### TEXTE CHOISI
****

L’objectif du plafond de la dette

Bien sûr, il existe un moyen simple d’éviter tout cela : se débarrasser du plafond de la dette. Pourquoi cela ne s’est-il pas produit ? La raison en est que, du moins pour certaines parties de la classe dirigeante, le plafond de la dette sert un objectif important.

Les enquêtes d’opinion ont montré que, si la plupart des gens normaux n’attachent pas une grande importance à la dette publique, les personnes fortunées considèrent la réduction de la dette fédérale comme une priorité absolue. Ils constatent l’accumulation massive de la dette par rapport au PIB et s’inquiètent à juste titre de ce que cela signifie pour la viabilité à long terme de leur système. Ils veulent donc réduire cette dette en diminuant les dépenses des programmes sociaux qui profitent au reste d’entre nous.

Bien que de telles réductions de dépenses susciteraient probablement une opposition publique massive, une crise de la dette peut permettre de les imposer malgré tout : il suffit de demander aux habitants de l’Équateur, de la Grèce, de la Jordanie ou de l’Irlande. Bien qu’une véritable crise de la dette aux États-Unis ne soit pas dans l’intérêt de la classe dirigeante, la menace d’une telle crise – précisément ce pour quoi a été créé ce plafond de la dette – peut servir le même objectif. En fait, en réponse à la précédente impasse sur le plafond de la dette en 2011, le président de l’époque, Obama, a proposé des coupes budgétaires dans la sécurité sociale qui auraient autrement été impensables. C’est pourquoi une partie des donateurs républicains ultra-riches, et les politiciens qu’ils ont contribué à mettre au pouvoir, sont prêts à pousser le gouvernement fédéral au bord du défaut de paiement.

****

### CONSIGNE 1
Condensez le paragraphe du texte sur le plafond de la dette qui commence par « Les enquêtes d’opinion ont montré que » en gardant ses faits essentiels.
### CONSIGNE 2
Poursuivez le texte sur le plafond de la dette après sa dernière phrase.

### FICHES DE DONNÉES
****

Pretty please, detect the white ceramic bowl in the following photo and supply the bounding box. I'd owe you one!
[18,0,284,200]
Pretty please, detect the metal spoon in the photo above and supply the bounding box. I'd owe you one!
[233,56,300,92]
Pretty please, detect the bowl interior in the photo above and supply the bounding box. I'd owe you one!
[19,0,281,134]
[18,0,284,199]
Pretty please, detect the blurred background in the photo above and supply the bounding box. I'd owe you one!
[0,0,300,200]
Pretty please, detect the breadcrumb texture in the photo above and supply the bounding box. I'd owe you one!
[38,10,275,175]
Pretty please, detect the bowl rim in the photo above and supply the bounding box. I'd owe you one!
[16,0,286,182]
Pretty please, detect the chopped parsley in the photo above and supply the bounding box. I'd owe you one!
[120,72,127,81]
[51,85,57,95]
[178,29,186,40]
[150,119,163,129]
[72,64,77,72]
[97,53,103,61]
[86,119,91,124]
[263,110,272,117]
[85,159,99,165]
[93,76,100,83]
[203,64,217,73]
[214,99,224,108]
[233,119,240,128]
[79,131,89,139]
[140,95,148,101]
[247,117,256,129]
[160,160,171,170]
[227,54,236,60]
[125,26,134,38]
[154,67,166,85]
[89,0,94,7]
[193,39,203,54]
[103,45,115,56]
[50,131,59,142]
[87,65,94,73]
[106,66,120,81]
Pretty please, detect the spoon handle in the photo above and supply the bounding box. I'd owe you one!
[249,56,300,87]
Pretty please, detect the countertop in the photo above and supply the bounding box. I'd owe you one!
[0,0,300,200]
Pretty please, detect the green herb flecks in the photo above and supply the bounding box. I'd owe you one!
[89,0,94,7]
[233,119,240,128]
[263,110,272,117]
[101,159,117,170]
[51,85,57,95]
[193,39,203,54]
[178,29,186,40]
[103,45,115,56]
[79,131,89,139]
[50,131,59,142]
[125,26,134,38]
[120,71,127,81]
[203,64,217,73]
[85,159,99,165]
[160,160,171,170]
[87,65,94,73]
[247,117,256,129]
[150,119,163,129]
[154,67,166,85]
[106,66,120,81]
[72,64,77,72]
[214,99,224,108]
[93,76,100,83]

****

### ZONE DE RÉPONSE 1
D’après les sondages, la dette publique préoccupe peu la plupart des gens, alors que les personnes fortunées font de sa réduction une priorité absolue. La forte hausse de la dette par rapport au PIB les inquiète pour la viabilité à long terme de leur système. Elles veulent donc la réduire en diminuant les dépenses des programmes sociaux qui profitent au reste de la population.

### ZONE DE RÉPONSE 2
D’autres membres de la classe dirigeante ont exprimé leur opposition à cette tactique, tout en soutenant l’objectif de réduction des dépenses sociales. Par exemple, dans une déclaration faite au début de l’année, la Chambre de commerce des États-Unis a exhorté les républicains de la Chambre à ne pas « jouer à la poule mouillée avec le crédit des États-Unis », tout en reconnaissant qu’ils souhaitaient réduire la dette fédérale au moyen de « révisions » des programmes sociaux. De même, Joe Biden a exigé des républicains qu’ils relèvent le plafond de la dette, mais a longtemps prôné des coupes budgétaires dans la sécurité sociale. Toute cette bataille sur le plafond de la dette reflète finalement des désaccords essentiellement tactiques au sein de la classe dirigeante concernant la manière de mettre en œuvre un objectif commun : faire en sorte que les gens ordinaires vivent avec moins, tandis que les riches continuent de s’enrichir.

Nous ne paierons pas pour les échecs de leur système !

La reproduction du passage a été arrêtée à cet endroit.